# *



## LeeRoyMan (Feb 23, 2019)

*


----------



## RichT (Oct 14, 2016)

Looks really good, LeeRoy.


----------



## LeeRoyMan (Feb 23, 2019)

Thanks Rich,
I've done enough of this stuff. 
I really want to get back onto my oval coffee table, AKA the fun stuff.


----------



## Rick Dennington (Aug 27, 2009)

Great looking cabinets, Lee Roy….You do really nice work….Cabinets are something I never wanted to get into. I leave that to the experts like you….But I do enjoy building furniture and "stuff"....


----------



## Tony_S (Dec 16, 2009)

> Other trades have no respect.
> - LeeRoyMan


There's an understatement.
I sure don't miss the site work. Never did like it, but tolerated it for a lot of years.

Nice work!


----------



## sansoo22 (May 7, 2019)

> Other trades have no respect.
> - LeeRoyMan
> 
> There s an understatement.
> ...


Worked a good portion of my college days in the laborers union. We were the super on every job. We employed framers, finish carpenters, and laborers. I don't know how many crap shows I had to clean up. Only guys that didn't leave a mess behind them were the older finish guys. I enjoyed working with them and busted my hump every day I got a chance to learn from those guys. There is a loft building downtown in the city I live that had every single exposed beam in 5 floors distressed by hand after the floors were put in. You'd never even know i was there when i was done.

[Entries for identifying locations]
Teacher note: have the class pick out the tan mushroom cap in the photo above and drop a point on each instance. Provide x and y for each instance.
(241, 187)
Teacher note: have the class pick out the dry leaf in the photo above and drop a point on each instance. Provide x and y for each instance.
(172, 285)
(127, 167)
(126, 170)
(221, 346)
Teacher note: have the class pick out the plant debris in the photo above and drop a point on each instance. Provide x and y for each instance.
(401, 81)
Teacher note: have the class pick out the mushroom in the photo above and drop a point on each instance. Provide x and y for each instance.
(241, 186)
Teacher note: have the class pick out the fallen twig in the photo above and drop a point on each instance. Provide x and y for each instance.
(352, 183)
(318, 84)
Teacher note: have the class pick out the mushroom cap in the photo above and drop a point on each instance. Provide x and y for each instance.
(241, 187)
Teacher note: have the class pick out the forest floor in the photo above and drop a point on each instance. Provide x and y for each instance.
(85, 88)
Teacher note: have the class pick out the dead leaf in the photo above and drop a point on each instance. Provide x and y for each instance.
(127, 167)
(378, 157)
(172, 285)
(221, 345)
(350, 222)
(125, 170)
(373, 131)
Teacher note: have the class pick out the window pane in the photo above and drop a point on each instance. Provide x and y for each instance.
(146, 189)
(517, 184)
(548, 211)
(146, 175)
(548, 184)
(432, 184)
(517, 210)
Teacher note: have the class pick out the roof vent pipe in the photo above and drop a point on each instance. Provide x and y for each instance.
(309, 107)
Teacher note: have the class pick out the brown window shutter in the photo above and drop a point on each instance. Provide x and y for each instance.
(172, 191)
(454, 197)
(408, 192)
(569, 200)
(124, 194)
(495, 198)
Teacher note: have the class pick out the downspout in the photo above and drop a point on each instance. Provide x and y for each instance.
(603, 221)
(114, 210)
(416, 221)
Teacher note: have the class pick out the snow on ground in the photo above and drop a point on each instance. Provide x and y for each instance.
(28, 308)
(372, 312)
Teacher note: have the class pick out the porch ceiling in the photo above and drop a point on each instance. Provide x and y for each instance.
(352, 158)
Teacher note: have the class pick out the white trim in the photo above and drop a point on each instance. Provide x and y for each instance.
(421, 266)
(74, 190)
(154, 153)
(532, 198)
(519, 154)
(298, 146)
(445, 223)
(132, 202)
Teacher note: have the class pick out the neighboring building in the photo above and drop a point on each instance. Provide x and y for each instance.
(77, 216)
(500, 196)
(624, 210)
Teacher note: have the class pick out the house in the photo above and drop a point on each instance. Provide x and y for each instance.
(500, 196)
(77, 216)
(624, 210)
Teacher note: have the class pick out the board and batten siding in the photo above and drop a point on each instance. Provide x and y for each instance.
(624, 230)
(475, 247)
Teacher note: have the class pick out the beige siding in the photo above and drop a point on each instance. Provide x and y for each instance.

## Given problem 1:
In the forum thread, what piece of furniture does LeeRoyMan say he wants to get back to?
## Given problem 2:
Please update the listing, starting with the line containing "Teacher note: have the class pick out the roof" and going on through the end of the listing, so that "drop" becomes "place" and nothing else changes.
The forum thread and the listing have no connection to each other.

## Task result 1:
His oval coffee table.

## Task result 2:
Teacher note: have the class pick out the roof vent pipe in the photo above and place a point on each instance. Provide x and y for each instance.
(309, 107)
Teacher note: have the class pick out the brown window shutter in the photo above and place a point on each instance. Provide x and y for each instance.
(172, 191)
(454, 197)
(408, 192)
(569, 200)
(124, 194)
(495, 198)
Teacher note: have the class pick out the downspout in the photo above and place a point on each instance. Provide x and y for each instance.
(603, 221)
(114, 210)
(416, 221)
Teacher note: have the class pick out the snow on ground in the photo above and place a point on each instance. Provide x and y for each instance.
(28, 308)
(372, 312)
Teacher note: have the class pick out the porch ceiling in the photo above and place a point on each instance. Provide x and y for each instance.
(352, 158)
Teacher note: have the class pick out the white trim in the photo above and place a point on each instance. Provide x and y for each instance.
(421, 266)
(74, 190)
(154, 153)
(532, 198)
(519, 154)
(298, 146)
(445, 223)
(132, 202)
Teacher note: have the class pick out the neighboring building in the photo above and place a point on each instance. Provide x and y for each instance.
(77, 216)
(500, 196)
(624, 210)
Teacher note: have the class pick out the house in the photo above and place a point on each instance. Provide x and y for each instance.
(500, 196)
(77, 216)
(624, 210)
Teacher note: have the class pick out the board and batten siding in the photo above and place a point on each instance. Provide x and y for each instance.
(624, 230)
(475, 247)
Teacher note: have the class pick out the beige siding in the photo above and place a point on each instance. Provide x and y for each instance.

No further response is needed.